[Entries provided start]

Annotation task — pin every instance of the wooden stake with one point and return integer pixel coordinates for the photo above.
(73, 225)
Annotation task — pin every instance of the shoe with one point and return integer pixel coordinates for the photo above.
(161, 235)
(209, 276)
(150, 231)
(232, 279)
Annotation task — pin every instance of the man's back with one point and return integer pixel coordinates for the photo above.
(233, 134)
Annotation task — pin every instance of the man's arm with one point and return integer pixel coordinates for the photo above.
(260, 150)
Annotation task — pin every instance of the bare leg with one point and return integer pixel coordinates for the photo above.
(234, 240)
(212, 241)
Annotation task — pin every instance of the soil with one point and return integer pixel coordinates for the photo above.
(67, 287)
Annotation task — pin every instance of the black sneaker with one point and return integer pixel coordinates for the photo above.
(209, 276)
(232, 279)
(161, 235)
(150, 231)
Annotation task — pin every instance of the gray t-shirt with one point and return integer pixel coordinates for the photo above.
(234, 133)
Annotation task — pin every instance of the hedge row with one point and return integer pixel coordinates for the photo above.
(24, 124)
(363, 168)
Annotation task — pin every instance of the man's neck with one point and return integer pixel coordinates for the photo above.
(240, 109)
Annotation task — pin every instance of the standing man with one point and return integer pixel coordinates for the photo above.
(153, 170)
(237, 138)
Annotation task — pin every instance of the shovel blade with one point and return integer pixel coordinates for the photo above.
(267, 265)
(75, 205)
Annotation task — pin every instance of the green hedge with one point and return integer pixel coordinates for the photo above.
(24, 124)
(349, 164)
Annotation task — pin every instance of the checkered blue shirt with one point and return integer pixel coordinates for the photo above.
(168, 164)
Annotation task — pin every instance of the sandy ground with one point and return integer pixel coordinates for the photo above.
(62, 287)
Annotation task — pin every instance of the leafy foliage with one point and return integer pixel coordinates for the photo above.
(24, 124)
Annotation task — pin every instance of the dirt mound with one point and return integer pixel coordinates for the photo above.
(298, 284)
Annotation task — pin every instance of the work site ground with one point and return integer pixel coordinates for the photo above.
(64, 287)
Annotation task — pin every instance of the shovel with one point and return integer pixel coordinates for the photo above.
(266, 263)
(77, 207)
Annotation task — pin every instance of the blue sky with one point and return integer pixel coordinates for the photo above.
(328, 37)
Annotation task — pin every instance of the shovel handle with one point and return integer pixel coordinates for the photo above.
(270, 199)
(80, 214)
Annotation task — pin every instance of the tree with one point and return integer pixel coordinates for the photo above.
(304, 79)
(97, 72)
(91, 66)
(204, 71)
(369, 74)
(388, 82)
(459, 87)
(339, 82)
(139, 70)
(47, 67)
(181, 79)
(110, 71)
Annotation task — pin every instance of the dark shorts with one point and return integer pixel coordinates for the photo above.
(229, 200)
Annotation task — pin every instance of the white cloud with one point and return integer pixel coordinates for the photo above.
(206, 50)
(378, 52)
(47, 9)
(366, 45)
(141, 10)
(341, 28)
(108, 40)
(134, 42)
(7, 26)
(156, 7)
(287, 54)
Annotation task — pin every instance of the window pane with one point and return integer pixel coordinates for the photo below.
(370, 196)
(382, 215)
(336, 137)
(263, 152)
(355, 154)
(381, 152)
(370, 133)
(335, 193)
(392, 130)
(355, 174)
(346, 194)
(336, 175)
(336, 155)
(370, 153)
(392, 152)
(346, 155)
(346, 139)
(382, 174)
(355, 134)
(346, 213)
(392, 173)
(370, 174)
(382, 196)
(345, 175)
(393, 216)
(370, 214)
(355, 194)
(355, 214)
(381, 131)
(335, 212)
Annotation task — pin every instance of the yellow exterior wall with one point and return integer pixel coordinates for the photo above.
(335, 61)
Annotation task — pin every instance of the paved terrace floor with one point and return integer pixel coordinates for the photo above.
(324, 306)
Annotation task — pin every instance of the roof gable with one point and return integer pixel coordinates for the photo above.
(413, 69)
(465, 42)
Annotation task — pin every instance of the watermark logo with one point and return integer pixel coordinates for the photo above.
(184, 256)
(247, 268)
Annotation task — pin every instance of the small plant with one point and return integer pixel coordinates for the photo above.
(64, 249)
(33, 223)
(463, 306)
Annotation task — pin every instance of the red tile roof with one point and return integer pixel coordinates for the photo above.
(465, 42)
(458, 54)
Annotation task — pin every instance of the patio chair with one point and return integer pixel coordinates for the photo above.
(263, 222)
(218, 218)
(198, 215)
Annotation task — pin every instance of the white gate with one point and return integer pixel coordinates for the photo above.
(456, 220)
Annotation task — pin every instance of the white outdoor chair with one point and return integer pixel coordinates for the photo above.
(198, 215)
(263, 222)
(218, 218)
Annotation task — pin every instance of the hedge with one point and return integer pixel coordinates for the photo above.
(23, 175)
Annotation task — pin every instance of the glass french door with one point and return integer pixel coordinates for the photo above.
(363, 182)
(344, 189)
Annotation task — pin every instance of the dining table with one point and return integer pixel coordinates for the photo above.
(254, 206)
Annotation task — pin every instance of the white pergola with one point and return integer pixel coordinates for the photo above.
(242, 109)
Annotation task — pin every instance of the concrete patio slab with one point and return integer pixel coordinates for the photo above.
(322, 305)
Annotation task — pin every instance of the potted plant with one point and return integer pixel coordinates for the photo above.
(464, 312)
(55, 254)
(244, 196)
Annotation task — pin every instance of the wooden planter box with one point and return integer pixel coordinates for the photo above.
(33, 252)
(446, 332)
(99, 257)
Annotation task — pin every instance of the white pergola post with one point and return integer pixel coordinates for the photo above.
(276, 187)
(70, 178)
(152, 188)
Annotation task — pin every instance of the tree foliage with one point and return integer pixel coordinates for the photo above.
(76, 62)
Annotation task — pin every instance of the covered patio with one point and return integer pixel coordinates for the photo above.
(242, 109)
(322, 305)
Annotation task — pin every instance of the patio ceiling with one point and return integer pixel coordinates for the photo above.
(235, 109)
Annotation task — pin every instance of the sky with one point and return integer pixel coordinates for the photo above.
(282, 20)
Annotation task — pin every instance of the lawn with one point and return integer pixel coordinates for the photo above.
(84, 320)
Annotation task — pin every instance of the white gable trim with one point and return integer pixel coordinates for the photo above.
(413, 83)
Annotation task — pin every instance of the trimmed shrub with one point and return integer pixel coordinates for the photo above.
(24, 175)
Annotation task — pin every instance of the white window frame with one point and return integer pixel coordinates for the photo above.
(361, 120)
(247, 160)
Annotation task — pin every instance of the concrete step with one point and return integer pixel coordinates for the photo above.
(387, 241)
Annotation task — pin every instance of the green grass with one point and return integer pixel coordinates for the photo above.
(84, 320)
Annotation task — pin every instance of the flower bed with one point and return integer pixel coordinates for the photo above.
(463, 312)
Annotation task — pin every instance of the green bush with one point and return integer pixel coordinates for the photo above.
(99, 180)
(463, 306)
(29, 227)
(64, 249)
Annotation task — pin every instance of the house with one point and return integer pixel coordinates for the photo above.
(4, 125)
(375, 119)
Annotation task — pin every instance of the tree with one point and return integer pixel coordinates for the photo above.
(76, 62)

[Entries provided end]

◆ **Brief**
Rescale the material from the line containing "Annotation task — pin every instance of the sky" through the end of the material, and reproduce only those lines, requests included. Multiply each point coordinate by 0.7 and round it to a whole number, with halves rounded up.

◆ **Correct response**
Annotation task — pin every instance of the sky with one point and return integer pixel coordinates for the photo above.
(197, 14)
Annotation task — pin every instance of the lawn with one point and return integer pixel coordinates for the photo above.
(59, 224)
Annotation task — pin every instance of the white gable trim with one point and return integer pixel coordinates for the photo above.
(289, 58)
Annotation task — pin every instance of the trimmed shrub with one point and return integer pixel coordinates for the photo above.
(17, 123)
Annotation task — pin every instance of the white window frame with one point and return integer pixel coordinates for the photo above.
(253, 84)
(173, 112)
Annotation task — pin every instance of the concrete step with one point and return integer pixel coordinates for the photo above.
(271, 169)
Annotation task — pin every instance of the green grass with one point and return integer pixel coordinates for the photo above.
(59, 224)
Annotation task — pin every instance of the flower bed with one point and return integer pixel coordinates for the photo above.
(324, 218)
Annotation task — pin every instance of the green bush with one point and return integer pixel coordinates for the photo above.
(69, 126)
(324, 214)
(20, 159)
(45, 174)
Annotation task — pin every instance of the house with one point and return integer pixel coordinates for the photo above.
(3, 88)
(263, 83)
Annotation task — pin every instance of the tree with one point and return integer pixel coordinates for the photo above.
(53, 43)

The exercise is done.